| Written task |
Copy out the listing below, switching every "red tinsel garland" to "gold tinsel garland" and changing nothing else.

| Data supplied |
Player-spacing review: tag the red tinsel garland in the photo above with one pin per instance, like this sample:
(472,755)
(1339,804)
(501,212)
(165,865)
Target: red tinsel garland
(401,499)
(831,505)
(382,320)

| Full solution |
Player-spacing review: tag the gold tinsel garland in the photo above with one pin per instance, like this sample:
(472,755)
(1339,804)
(501,212)
(165,865)
Target: gold tinsel garland
(401,499)
(831,505)
(382,320)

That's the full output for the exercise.